======== Source document

To Race or Not to Race

To Race or Not to Race

Lisa Jhung
Writer and Author of Running That Doesn't Suck: How To Love Running (Even If You Think You Hate It)
February 1, 2024

There’s a common misconception that all runners race, or that someone has to race to be considered a runner. People who don’t run tend to ask anyone who does run if they run marathons or what they’re training for.

And then there’s the whole subset of people who think all races, of all lengths, are called “marathons.”

The thing is, you don’t have to ever enter a running race of any length to be considered a runner. Maybe competition isn’t your thing. Or maybe you just don’t like the idea of spending money on race entries, running among crowds, or being timed.

Though completing a race can give you a sense of accomplishment (and, it should!), completing races (or a lack of races completed) doesn’t define you. What makes you a runner is running, or run-walking, at whatever pace or frequency works for you, start and finish line or not.

There is a lot to be said for running for the sole purpose of running without having a race in sight. You may be running for mental sanity, for alone time, or for time to connect with friends/running buddies. You may be running because it physically feels good, even when it feels bad. (Runners, you know what I mean.)  You may run because your dog needs the exercise, which gives you the added bonus of getting some great exercise while you indulge your pooch.

And you may be running to improve your health—an outcome that certainly isn’t dependent on running a race.

All that said, races can be great motivators. Having a race on the horizon can create excitement around your running and get you out the door when you might not feel like going. Training for a race can add structure to your running week—maybe one day a week you’re doing speedwork of some sort (see “How to Get Faster” blog post here), and one day a week you’re increasing the distance of your long run.

================

Work to complete:
A) In the post on racing, rewrite the passage between "Though completing a" and "running a race.", inclusive, swapping "running buddies" for "training partners".
B) In the post on racing, what does a subset of people think all races, of all lengths, are called?
C) Extend the post on racing past its final sentence.

======== Supplied material

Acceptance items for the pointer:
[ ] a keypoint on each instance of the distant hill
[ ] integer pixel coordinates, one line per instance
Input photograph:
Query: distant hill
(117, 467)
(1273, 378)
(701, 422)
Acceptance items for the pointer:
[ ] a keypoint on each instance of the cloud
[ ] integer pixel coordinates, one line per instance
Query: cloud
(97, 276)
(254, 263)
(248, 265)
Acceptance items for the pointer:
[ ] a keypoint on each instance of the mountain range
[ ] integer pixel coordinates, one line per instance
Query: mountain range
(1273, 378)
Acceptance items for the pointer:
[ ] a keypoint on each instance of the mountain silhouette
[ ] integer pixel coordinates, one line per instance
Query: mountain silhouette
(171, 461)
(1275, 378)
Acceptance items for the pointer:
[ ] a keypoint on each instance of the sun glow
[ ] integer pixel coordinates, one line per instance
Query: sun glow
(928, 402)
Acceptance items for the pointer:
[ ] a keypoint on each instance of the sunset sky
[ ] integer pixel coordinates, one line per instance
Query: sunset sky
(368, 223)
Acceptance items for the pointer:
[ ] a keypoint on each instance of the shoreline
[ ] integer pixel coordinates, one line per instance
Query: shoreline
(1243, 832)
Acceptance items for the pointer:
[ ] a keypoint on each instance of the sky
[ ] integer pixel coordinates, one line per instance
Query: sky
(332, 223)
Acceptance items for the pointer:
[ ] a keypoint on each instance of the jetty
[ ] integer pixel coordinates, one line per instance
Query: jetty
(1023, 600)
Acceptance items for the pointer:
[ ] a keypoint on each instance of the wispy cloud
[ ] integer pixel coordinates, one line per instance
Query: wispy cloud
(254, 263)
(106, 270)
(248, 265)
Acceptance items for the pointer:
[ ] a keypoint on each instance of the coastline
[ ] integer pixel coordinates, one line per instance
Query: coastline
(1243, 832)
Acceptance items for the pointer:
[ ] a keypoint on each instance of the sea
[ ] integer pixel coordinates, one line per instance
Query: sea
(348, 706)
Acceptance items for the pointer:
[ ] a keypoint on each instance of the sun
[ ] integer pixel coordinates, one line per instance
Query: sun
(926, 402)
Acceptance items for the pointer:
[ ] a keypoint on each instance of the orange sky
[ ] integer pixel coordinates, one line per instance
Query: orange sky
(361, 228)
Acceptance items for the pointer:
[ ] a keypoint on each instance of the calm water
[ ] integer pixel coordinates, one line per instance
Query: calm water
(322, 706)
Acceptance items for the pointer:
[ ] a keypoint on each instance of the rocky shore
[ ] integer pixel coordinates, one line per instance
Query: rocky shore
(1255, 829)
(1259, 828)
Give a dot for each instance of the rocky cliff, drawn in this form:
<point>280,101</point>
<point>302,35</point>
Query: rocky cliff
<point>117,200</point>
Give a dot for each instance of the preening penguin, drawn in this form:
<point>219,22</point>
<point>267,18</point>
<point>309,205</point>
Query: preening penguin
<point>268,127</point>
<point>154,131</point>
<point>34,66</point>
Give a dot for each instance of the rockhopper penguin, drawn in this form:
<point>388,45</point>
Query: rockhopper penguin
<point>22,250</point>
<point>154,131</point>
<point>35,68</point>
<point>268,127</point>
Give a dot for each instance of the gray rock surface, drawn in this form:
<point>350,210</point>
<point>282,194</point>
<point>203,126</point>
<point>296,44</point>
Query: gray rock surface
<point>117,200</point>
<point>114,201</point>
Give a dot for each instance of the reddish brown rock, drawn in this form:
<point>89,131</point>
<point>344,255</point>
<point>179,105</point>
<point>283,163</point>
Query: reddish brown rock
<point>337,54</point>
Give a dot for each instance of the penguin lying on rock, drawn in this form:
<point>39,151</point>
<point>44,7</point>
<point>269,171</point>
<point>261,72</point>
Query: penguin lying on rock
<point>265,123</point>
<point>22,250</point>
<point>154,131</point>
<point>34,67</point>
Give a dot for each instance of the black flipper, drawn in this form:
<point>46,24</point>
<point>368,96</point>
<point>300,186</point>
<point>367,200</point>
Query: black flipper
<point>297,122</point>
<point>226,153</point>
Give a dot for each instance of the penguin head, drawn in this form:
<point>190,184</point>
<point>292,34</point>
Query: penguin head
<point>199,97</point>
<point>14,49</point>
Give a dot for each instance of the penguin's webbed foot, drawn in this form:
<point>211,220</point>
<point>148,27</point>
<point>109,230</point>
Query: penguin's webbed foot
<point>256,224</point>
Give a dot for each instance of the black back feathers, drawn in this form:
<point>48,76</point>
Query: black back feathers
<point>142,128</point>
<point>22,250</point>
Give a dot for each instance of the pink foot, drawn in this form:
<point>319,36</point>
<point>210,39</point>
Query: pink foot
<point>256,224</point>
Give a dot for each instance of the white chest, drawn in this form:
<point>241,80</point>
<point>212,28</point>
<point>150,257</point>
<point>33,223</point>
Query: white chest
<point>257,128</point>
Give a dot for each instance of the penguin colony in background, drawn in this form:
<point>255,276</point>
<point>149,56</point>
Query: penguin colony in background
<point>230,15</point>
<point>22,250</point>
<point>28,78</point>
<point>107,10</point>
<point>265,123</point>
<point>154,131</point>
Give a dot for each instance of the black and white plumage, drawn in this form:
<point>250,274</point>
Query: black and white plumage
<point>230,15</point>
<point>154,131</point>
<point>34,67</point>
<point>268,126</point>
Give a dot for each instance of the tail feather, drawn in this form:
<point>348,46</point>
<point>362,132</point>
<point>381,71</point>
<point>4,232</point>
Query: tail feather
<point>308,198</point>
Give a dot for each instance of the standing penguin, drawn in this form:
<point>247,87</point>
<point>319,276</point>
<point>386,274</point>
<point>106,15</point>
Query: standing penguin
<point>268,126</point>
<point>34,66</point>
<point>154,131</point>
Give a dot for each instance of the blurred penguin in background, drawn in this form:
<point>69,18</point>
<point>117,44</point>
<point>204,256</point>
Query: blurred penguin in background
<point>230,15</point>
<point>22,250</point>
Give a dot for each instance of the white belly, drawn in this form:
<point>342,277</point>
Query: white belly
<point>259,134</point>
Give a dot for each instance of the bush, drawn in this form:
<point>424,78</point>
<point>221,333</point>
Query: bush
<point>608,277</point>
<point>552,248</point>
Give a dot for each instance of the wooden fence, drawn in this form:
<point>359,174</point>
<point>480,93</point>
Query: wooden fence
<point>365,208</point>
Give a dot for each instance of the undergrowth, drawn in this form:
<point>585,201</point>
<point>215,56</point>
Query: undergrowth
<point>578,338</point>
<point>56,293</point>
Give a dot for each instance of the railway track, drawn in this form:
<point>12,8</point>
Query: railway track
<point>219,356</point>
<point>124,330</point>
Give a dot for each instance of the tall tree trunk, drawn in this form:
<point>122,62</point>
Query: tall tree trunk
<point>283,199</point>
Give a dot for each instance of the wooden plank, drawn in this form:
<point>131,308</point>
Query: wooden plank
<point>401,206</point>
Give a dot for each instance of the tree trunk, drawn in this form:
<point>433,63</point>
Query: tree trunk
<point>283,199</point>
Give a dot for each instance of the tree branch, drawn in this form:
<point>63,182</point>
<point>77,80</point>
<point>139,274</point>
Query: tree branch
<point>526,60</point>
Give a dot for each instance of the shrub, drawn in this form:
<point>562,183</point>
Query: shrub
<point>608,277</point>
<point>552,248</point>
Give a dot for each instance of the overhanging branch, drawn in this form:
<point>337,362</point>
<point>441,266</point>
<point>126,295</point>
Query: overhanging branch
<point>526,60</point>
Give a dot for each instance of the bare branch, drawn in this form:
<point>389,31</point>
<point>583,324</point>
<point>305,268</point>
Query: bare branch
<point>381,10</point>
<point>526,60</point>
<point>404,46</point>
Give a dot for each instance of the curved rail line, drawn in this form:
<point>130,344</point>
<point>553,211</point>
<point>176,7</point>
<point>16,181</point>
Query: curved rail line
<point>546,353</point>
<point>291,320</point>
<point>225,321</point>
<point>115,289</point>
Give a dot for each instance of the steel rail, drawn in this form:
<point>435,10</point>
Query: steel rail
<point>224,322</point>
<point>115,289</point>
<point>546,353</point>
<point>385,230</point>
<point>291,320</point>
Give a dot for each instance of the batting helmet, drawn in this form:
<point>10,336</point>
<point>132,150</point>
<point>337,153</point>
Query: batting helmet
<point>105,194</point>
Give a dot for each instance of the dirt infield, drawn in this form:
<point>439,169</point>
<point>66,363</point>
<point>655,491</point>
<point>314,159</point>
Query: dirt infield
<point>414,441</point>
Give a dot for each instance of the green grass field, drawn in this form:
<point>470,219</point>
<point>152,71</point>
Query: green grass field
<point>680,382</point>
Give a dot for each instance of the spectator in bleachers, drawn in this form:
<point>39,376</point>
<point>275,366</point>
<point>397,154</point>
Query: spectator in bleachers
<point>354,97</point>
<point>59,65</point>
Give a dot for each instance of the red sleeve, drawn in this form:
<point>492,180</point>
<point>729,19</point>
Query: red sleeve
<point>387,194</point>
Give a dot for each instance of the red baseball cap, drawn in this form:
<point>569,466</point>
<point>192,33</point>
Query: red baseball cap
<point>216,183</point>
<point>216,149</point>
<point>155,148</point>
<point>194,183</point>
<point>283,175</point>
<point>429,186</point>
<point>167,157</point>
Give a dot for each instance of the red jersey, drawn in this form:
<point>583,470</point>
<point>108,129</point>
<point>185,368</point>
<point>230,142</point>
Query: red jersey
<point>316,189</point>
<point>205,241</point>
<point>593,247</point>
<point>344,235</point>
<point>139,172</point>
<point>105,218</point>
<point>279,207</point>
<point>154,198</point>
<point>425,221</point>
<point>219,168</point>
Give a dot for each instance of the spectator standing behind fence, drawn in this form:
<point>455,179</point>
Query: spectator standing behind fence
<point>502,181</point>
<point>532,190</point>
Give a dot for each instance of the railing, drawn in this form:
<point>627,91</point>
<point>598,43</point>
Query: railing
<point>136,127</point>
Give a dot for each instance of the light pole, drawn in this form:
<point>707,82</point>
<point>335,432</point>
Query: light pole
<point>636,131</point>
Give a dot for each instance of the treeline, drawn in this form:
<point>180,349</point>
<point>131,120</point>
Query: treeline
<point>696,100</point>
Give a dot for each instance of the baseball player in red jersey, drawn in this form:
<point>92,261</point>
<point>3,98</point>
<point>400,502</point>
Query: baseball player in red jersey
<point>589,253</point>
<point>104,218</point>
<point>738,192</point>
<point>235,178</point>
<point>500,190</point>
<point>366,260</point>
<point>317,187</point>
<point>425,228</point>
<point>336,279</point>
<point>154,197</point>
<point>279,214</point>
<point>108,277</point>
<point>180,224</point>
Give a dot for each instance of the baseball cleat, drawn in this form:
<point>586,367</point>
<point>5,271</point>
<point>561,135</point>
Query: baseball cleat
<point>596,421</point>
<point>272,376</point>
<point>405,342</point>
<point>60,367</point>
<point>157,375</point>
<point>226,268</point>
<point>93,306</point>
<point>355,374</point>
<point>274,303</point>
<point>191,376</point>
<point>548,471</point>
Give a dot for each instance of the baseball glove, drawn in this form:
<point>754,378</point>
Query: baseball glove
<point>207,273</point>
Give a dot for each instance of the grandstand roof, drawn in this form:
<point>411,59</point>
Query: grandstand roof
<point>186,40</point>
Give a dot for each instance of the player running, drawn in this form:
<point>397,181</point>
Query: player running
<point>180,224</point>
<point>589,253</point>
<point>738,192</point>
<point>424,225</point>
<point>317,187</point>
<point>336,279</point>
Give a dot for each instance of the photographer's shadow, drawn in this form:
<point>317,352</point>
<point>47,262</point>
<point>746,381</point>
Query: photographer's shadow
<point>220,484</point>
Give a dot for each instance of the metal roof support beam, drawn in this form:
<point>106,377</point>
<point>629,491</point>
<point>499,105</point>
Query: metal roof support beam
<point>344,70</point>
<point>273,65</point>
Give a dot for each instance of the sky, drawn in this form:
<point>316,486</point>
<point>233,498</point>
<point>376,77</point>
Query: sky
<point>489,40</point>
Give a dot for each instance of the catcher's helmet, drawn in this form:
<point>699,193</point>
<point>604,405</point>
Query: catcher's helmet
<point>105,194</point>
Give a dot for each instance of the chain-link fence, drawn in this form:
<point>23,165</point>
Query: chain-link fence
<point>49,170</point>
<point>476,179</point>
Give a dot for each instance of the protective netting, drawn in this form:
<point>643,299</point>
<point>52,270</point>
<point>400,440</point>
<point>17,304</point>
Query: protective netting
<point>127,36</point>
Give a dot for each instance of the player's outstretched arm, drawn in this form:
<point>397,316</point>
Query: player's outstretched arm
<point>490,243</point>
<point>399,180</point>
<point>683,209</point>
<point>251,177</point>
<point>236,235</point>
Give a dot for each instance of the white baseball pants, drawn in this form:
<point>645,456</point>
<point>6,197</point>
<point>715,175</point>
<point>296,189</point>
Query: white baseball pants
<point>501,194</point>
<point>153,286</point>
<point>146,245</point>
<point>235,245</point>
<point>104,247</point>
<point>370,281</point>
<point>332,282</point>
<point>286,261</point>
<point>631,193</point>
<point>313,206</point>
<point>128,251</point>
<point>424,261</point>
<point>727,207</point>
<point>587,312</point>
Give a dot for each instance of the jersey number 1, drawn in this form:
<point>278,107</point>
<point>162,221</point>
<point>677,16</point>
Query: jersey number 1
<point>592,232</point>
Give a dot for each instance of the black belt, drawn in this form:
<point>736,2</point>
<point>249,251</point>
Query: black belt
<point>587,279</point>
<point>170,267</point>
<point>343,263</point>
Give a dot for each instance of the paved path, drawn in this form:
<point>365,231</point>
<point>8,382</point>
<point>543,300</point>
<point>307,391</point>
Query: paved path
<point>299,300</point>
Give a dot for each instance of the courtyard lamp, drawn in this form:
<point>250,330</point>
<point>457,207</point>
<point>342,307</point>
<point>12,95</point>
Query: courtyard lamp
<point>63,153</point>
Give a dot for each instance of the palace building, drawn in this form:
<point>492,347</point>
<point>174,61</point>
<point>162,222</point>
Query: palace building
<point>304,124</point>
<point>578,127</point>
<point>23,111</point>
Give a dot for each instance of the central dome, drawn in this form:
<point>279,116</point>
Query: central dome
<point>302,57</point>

================

Expected responses:
A)
Though completing a race can give you a sense of accomplishment (and, it should!), completing races (or a lack of races completed) doesn’t define you. What makes you a runner is running, or run-walking, at whatever pace or frequency works for you, start and finish line or not.

There is a lot to be said for running for the sole purpose of running without having a race in sight. You may be running for mental sanity, for alone time, or for time to connect with friends/training partners. You may be running because it physically feels good, even when it feels bad. (Runners, you know what I mean.)  You may run because your dog needs the exercise, which gives you the added bonus of getting some great exercise while you indulge your pooch.

And you may be running to improve your health—an outcome that certainly isn’t dependent on running a race.

B) Marathons.

C)
Races can also be really fun. Signing up for a race with a friend or a group of friends, then enjoying race day like it’s a mini-party or moving parade, can be way more fun than you ever imagined running could be. And you don’t have to get caught up in your finishing time or placement, though for some, that may be part of the fun. Wherever you finish in a race, you can use your time or finishing place as added motivation and aim to improve upon that time or placement in the future…again, only if you want it to.

If you’re not sure if you like the idea of racing or not, know that there are races of all kinds out there. Here’s a little guide to help you figure out if racing sounds fun, and to help you find the right kind for you:

You want an un-timed party atmosphere:

Try races known as “Fun Runs,” like Bubble Runs or Color Runs, or other run series that blows bubbles or sprays paint at you while you run. Distances of races like this are usually 5K, and aren’t timed.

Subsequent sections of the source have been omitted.